> _Directions for this task_
Write the data out again exactly, with no pictures.
--- Start of Listing ---
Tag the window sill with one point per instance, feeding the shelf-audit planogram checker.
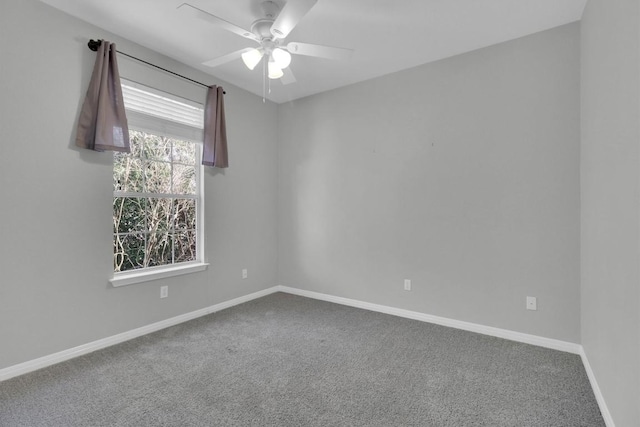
(131, 277)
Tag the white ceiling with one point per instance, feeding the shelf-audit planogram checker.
(386, 35)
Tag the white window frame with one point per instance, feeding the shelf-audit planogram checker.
(188, 127)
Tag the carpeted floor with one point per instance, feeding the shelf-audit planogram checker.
(284, 360)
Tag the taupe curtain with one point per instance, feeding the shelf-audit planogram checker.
(214, 152)
(103, 124)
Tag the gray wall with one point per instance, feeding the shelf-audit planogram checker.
(610, 173)
(461, 175)
(56, 255)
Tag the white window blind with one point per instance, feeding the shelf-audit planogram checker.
(154, 111)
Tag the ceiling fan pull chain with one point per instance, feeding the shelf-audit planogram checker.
(264, 81)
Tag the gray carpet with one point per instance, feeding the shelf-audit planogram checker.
(284, 360)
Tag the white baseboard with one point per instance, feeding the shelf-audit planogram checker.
(604, 410)
(52, 359)
(458, 324)
(43, 362)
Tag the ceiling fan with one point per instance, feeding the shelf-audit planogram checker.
(269, 33)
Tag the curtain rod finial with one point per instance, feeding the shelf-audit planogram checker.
(94, 44)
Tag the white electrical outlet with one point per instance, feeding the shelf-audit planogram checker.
(532, 303)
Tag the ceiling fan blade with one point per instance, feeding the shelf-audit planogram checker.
(288, 77)
(327, 52)
(226, 58)
(291, 14)
(194, 12)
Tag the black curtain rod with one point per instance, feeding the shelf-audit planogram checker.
(95, 44)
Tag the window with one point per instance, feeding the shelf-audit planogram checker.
(157, 204)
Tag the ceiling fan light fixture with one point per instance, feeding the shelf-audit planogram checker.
(281, 57)
(275, 72)
(252, 58)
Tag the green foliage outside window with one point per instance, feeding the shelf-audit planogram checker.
(154, 204)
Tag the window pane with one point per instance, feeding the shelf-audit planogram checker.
(184, 152)
(185, 214)
(184, 179)
(185, 246)
(135, 141)
(128, 251)
(159, 217)
(156, 147)
(158, 249)
(158, 177)
(128, 214)
(127, 173)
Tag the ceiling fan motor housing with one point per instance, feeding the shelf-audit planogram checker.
(262, 28)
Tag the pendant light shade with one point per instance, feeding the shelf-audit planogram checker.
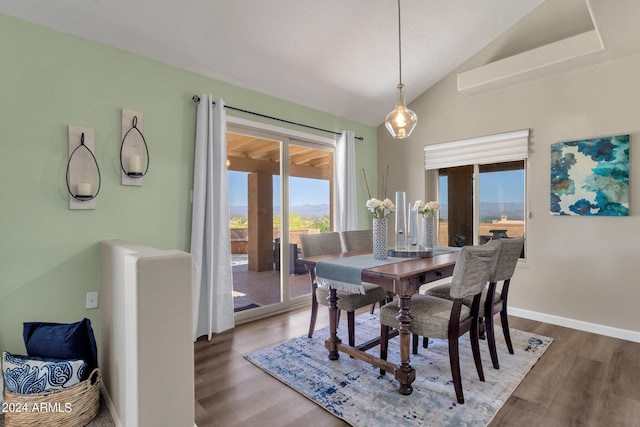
(401, 121)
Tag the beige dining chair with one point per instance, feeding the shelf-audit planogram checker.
(493, 302)
(445, 319)
(327, 244)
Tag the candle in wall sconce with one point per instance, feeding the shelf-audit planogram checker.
(84, 190)
(135, 166)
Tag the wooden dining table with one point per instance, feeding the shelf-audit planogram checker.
(403, 278)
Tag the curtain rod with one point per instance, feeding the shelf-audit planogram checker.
(196, 98)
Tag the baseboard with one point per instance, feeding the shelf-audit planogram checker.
(624, 334)
(111, 406)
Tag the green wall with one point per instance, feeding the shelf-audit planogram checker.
(49, 80)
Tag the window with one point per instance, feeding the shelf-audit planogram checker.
(481, 186)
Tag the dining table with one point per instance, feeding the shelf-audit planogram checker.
(402, 275)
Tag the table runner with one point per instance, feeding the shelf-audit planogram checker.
(345, 274)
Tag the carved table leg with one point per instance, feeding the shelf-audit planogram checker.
(406, 374)
(332, 343)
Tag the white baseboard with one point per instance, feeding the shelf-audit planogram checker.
(111, 406)
(624, 334)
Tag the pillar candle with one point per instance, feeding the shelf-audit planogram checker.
(84, 189)
(134, 164)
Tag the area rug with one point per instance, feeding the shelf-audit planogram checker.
(356, 392)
--- End of Listing ---
> _Worked answer_
Tag the window sill with one point per instance, feeding the shelf-audit planogram checker.
(131, 277)
Tag the white ceiling with one point per instance, feeding the shelf-audit planogram checker.
(386, 35)
Tag the white window frame with one point per instance, feeding the shelf-audit planogram checker.
(188, 127)
Tag the carpeted floor with one point per instance, feeding the shelf-audit planogram checker.
(284, 360)
Tag the taupe curtain with one point per instance, feeding the shelf-audit planogram checker.
(214, 152)
(103, 124)
Tag the gray wall with one point per instance, feeding the shelf-audit planogram checker.
(610, 173)
(461, 175)
(56, 255)
Tag the white window blind with one point per instance, feeding the shelf-audit planogram checker.
(154, 111)
Tag the ceiling fan pull chain with one point per instance, feeding the shelf-audit planogram checker.
(264, 81)
Tag the gray carpet with one point per instance, feeding the shelf-audit planogram checker.
(284, 360)
Tag the white baseboard with one point per instance, feeding the shelf-audit planogram checker.
(604, 410)
(52, 359)
(458, 324)
(43, 362)
Tag the ceiling fan with one point per instance, feeding the shelf-audit planogram checker.
(269, 33)
Tag the curtain rod finial with one point per instance, feeding the shelf-audit planogram checker.
(94, 44)
Tag the white electrical outlet with one point per instance, feeding the shelf-audit planogram checker.
(532, 303)
Tag the ceiling fan blade with one point per instance, feeding the shelf-audit planogram checker.
(288, 77)
(327, 52)
(226, 58)
(291, 14)
(194, 12)
Tag the black curtain rod with one point per instance, feeding the shelf-audit planogram checker.
(95, 44)
Tag the window with one point per instance, feeding the shelf-audit planogram checker.
(157, 204)
Tag the ceiling fan light fixture with one point per instance, feeding the shelf-audit planogram checker.
(281, 57)
(275, 72)
(252, 58)
Tag the green foliage outside window with one point per instance, feeding the shelf-audit planogram checker.
(154, 204)
Tag the window pane with one point per instance, feeding the shelf-audit planogram checker.
(184, 152)
(185, 214)
(184, 179)
(185, 246)
(135, 141)
(128, 251)
(159, 217)
(156, 147)
(158, 249)
(158, 177)
(128, 214)
(127, 173)
Tag the ceiling fan motor housing with one point per instance, feeding the shelf-audit planogram checker.
(262, 28)
Tag the pendant light shade with one point per instance, feeding the shelf-audit planogram checker.
(401, 121)
Tag the beige dining chair with one point per instance, feeding the shelf-audit planogram checker.
(493, 302)
(445, 319)
(327, 244)
Tag the candle in wall sconce with one point per instance, feeding the shelf-audit planogram checker.
(84, 190)
(135, 166)
Tag the wooden dining table with one point per instance, feeding the shelf-audit planogram checker.
(403, 278)
Tag the curtain rod with one point per instance, feeding the shelf-audit planogram checker.
(196, 98)
Tag the baseboard with one point per instance, feeding the shelf-audit planogram checker.
(624, 334)
(111, 406)
Tag the green wall with one point per instance, feeding the shelf-audit planogram checker.
(49, 80)
Tag the window with one point per instance, feeding the shelf-audit planogram checker.
(481, 186)
Tag the dining table with one point per instance, feeding the shelf-audit planogram checker.
(402, 275)
Tag the table runner with one point per instance, feeding the shelf-audit planogram checker.
(345, 274)
Tag the carved table leg with one point per instance, feeding the shelf-audit planogram checker.
(406, 374)
(332, 343)
Tag the white baseboard with one point per instance, feeding the shelf-audit planogram checker.
(111, 406)
(624, 334)
Tag the pillar candle with one point per instance, feeding the shelf-audit planogram checker.
(84, 189)
(134, 164)
Tag the area rug with one point per instance, feeding the shelf-audit planogram checker.
(356, 392)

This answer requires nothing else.